*** Opening of Records provided ***

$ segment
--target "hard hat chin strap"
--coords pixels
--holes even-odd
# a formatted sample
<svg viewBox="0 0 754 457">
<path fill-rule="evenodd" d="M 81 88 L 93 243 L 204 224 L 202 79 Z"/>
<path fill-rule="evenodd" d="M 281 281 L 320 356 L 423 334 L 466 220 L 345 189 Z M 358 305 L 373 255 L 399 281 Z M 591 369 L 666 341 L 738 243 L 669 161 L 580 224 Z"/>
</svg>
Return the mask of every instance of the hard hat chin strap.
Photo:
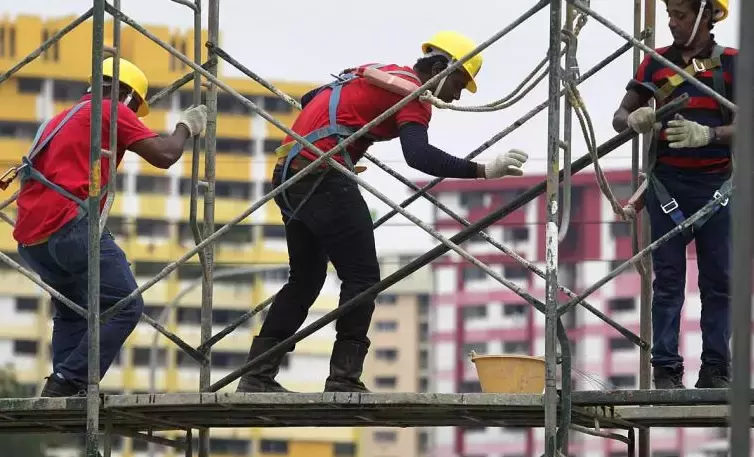
<svg viewBox="0 0 754 457">
<path fill-rule="evenodd" d="M 691 36 L 689 37 L 689 41 L 686 42 L 685 46 L 691 46 L 691 42 L 694 41 L 694 38 L 696 38 L 696 33 L 699 31 L 699 24 L 702 22 L 702 15 L 704 14 L 704 8 L 707 6 L 707 0 L 702 0 L 699 5 L 699 13 L 696 15 L 696 22 L 694 23 L 694 30 L 691 32 Z"/>
<path fill-rule="evenodd" d="M 448 59 L 448 65 L 453 64 L 453 57 L 451 57 L 447 52 L 441 51 L 439 49 L 431 48 L 428 52 L 424 54 L 424 57 L 434 57 L 434 56 L 443 56 L 446 59 Z M 443 76 L 443 78 L 440 80 L 439 83 L 437 83 L 437 87 L 435 87 L 433 95 L 435 97 L 439 97 L 440 91 L 442 90 L 442 86 L 445 85 L 445 81 L 448 80 L 448 75 Z"/>
</svg>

*** Close of Records provided ***

Work task:
The records above are to be reproduced exactly; the pictures are to be left out.

Solved exercise:
$ segment
--target "hard hat chin strap"
--coords pixels
--holes even-odd
# a formatted sample
<svg viewBox="0 0 754 457">
<path fill-rule="evenodd" d="M 81 88 L 93 243 L 204 224 L 202 79 Z"/>
<path fill-rule="evenodd" d="M 281 281 L 320 356 L 423 334 L 466 220 L 345 189 Z M 358 305 L 373 255 L 399 281 Z M 591 369 L 666 341 L 738 243 L 669 161 L 580 224 Z"/>
</svg>
Return the mask of every instance of the hard hat chin strap.
Photo:
<svg viewBox="0 0 754 457">
<path fill-rule="evenodd" d="M 691 36 L 689 37 L 689 41 L 686 42 L 685 46 L 691 46 L 691 42 L 694 41 L 694 38 L 696 38 L 696 33 L 699 31 L 699 24 L 702 22 L 702 15 L 704 14 L 704 8 L 707 6 L 707 0 L 702 0 L 699 5 L 699 13 L 696 15 L 696 22 L 694 23 L 694 30 L 691 32 Z"/>
<path fill-rule="evenodd" d="M 448 59 L 448 65 L 453 64 L 453 57 L 451 57 L 447 52 L 441 51 L 439 49 L 431 48 L 428 52 L 424 54 L 424 57 L 434 57 L 434 56 L 443 56 L 446 59 Z M 443 76 L 443 78 L 440 80 L 439 83 L 437 83 L 437 87 L 435 87 L 433 95 L 435 97 L 439 97 L 440 91 L 442 90 L 442 86 L 445 85 L 445 81 L 448 80 L 448 75 Z"/>
</svg>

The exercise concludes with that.